* SHORT EXERCISE
Give back exactly the lines running from the line with "Check that each instance of the flock" to the end of the entries, and only those lines.

* Dataset records about object locations
==================================================
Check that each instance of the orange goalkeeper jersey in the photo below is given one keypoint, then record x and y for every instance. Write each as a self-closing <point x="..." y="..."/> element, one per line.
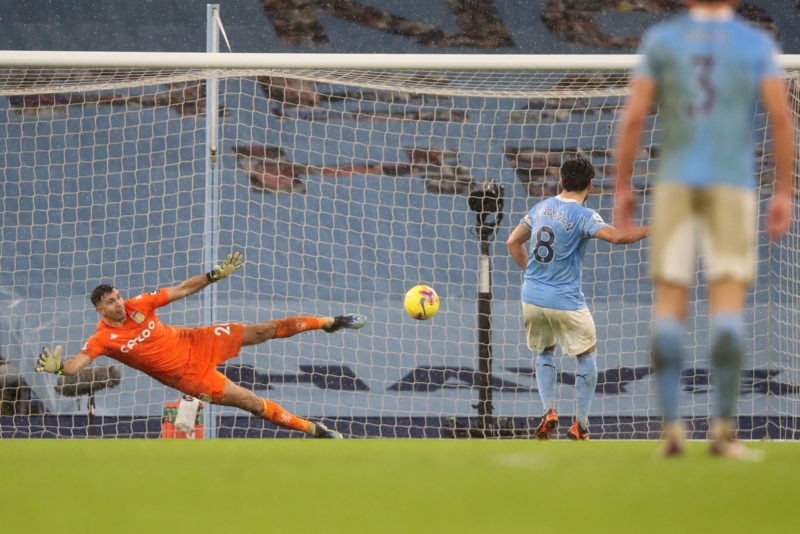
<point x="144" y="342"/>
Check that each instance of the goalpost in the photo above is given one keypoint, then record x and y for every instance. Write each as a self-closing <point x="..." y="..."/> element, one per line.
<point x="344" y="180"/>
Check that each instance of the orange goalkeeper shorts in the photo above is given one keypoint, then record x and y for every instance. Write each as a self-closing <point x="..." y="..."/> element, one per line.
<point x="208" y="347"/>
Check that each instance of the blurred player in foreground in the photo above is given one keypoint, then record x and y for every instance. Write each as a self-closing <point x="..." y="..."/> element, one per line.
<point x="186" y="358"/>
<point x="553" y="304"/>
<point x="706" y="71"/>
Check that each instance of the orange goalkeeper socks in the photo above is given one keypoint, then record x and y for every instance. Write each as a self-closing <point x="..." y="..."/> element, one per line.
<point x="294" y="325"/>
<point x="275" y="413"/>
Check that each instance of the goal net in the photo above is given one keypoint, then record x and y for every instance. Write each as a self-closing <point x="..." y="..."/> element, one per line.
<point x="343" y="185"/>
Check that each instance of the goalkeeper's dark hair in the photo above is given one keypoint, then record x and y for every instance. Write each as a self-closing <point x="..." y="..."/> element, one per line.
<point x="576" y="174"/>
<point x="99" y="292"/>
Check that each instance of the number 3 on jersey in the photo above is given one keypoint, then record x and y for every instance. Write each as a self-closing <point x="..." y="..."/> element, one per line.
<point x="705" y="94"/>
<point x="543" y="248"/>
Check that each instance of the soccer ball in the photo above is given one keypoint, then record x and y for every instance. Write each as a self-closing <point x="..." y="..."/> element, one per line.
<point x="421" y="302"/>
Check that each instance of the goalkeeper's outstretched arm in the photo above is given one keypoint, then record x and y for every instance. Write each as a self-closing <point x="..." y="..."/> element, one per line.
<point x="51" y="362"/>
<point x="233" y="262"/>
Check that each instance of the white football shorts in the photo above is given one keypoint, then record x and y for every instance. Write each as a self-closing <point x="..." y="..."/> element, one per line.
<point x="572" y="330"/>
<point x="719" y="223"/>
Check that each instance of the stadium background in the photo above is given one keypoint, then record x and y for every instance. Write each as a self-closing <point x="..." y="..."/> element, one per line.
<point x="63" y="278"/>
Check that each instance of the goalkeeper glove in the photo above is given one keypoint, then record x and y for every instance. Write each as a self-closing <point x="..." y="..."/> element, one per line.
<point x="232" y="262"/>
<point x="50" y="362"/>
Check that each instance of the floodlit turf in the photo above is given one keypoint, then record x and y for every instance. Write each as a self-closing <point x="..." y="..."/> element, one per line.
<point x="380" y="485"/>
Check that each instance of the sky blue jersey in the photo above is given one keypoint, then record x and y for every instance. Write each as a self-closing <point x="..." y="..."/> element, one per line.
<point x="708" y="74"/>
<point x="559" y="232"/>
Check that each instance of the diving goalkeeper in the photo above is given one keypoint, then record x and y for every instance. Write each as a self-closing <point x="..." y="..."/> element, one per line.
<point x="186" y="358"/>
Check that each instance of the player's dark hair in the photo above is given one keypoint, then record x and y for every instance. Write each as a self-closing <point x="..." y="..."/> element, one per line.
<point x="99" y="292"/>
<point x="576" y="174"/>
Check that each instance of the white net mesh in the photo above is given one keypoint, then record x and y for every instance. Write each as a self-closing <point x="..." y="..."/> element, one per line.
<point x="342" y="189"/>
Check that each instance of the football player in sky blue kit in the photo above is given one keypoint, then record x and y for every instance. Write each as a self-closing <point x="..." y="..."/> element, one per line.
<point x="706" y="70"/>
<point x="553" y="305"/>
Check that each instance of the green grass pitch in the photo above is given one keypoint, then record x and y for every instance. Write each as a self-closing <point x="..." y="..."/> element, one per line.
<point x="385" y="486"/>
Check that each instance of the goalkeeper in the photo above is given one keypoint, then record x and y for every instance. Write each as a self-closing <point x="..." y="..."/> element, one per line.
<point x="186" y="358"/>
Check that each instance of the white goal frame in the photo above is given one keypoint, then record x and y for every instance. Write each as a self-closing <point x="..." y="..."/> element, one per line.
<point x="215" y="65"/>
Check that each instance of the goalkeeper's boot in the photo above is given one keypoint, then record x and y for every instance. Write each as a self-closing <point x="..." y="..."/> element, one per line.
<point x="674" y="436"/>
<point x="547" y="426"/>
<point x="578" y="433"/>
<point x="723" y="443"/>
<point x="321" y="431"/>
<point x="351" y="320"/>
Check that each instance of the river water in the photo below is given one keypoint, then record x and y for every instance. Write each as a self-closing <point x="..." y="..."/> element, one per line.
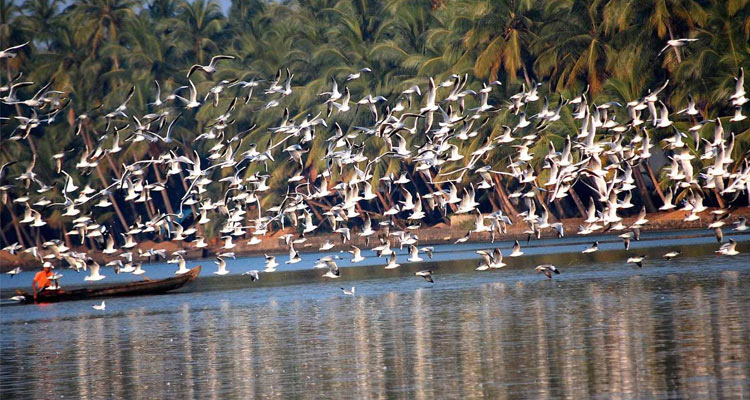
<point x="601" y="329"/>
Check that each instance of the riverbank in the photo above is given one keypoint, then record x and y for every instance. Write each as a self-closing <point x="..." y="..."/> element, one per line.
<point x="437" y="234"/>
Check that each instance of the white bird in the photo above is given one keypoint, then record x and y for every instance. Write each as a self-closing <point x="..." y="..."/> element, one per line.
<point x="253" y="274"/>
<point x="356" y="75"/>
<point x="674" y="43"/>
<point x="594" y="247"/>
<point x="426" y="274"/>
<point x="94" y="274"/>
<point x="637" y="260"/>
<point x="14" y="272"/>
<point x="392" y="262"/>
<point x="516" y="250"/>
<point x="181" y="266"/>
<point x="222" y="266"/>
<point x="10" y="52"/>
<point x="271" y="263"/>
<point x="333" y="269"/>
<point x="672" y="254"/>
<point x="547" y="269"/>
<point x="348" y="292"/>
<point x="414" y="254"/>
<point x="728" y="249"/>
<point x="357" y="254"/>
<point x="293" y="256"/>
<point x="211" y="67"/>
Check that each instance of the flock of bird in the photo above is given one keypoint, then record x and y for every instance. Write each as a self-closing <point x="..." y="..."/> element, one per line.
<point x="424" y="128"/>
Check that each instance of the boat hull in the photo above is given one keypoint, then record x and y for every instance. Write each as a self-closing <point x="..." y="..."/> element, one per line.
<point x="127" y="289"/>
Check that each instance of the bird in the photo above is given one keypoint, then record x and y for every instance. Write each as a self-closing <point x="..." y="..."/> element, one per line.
==================================================
* COMPLETE RESPONSE
Check that each instance of the flock of bird in the photo above is given one keypoint, then record x and y for every instance. Write each as a self-closing <point x="..." y="..."/> element, one per line.
<point x="424" y="128"/>
Check that each instance of the boat hull in the photo above is given one keypoint, then record x and y for every instance. Write each as a self-closing <point x="..." y="..."/> element, one per line.
<point x="127" y="289"/>
Check that each instance of the bird in the photo above is given one keypoint, then record x and y for every instance. Write each as a self-closing <point x="..." y="..."/> element, one per line.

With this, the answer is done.